§ **Natural-language object grounding data**
----

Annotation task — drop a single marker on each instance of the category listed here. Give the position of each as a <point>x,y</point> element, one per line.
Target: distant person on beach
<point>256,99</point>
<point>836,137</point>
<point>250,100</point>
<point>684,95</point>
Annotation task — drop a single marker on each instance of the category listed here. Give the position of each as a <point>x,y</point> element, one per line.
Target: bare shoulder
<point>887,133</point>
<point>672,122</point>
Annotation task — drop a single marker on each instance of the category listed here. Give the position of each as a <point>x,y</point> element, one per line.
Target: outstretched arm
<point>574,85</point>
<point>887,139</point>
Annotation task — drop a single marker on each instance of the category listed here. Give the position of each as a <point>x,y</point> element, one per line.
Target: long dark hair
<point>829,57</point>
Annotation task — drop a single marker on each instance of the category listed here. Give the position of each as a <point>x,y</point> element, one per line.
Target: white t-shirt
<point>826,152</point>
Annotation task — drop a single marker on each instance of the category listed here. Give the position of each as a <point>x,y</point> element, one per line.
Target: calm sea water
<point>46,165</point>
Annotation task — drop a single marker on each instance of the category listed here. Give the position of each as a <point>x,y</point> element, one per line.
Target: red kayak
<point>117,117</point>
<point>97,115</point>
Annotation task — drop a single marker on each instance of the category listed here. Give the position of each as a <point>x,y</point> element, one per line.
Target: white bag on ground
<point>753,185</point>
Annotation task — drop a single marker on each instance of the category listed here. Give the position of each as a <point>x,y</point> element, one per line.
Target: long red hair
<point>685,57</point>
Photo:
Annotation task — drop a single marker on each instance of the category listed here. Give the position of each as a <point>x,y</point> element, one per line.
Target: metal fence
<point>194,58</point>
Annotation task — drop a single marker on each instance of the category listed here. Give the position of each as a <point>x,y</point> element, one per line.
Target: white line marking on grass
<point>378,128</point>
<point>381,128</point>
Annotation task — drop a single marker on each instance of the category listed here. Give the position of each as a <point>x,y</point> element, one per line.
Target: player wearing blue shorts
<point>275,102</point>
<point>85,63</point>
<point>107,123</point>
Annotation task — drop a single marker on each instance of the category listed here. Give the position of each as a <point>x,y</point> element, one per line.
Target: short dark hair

----

§ **Task description**
Output the records exactly, including every line.

§ **Response to this task**
Annotation task — drop a single marker on each instance of the category listed here. Give the position of each as a <point>x,y</point> element, one per line.
Target: distant person on beach
<point>256,99</point>
<point>836,137</point>
<point>250,100</point>
<point>684,95</point>
Annotation task — drop a single marker on each instance of the category listed here. Give the position of each as a <point>x,y</point> element, one per line.
Target: bare shoulder
<point>887,133</point>
<point>672,122</point>
Annotation task — drop a single marker on each instance of the category listed here. Give the position of each as a <point>x,y</point> element, one per line.
Target: outstretched arm
<point>574,85</point>
<point>887,139</point>
Annotation task — drop a single marker on each instance of the category listed here. Give the position of each as a <point>x,y</point> element, one per line.
Target: long dark hair
<point>829,57</point>
Annotation task — drop a single marker on each instance of the category listed here. Give the position of each as a <point>x,y</point> element, one per line.
Target: white t-shirt
<point>826,152</point>
Annotation task — drop a single marker on each instance of the category listed here. Give the position of each as a <point>x,y</point> element, one per line.
Target: calm sea water
<point>46,165</point>
Annotation task — drop a single marker on each instance of the category listed here. Give the position of each as a <point>x,y</point> element, one per line.
Target: red kayak
<point>117,117</point>
<point>97,115</point>
Annotation task — drop a single marker on each instance of the category listed here. Give the position of each as a <point>x,y</point> element, one per line.
Target: white bag on ground
<point>753,185</point>
Annotation task — drop a single marker on each instance of the category listed here. Give the position of each as a <point>x,y</point> element, one per line.
Target: long red hair
<point>685,57</point>
Photo:
Annotation task — drop a single marker on each instance of the category listed here. Give the position of each as a <point>x,y</point> element, one per line.
Target: metal fence
<point>194,58</point>
Annotation task — drop a single marker on each instance of the category listed here. Give the position of each as a <point>x,y</point> element, one per line.
Target: white line marking on grass
<point>378,128</point>
<point>381,128</point>
Annotation task — drop a single marker on each instance of the category listed here. Give the position of each as a <point>x,y</point> element, one per line.
Target: player wearing blue shorts
<point>275,102</point>
<point>85,63</point>
<point>107,123</point>
Annotation task — drop a single marker on each instance of the category listed here. Give the position of each as a <point>x,y</point> element, one per line.
Target: short dark hair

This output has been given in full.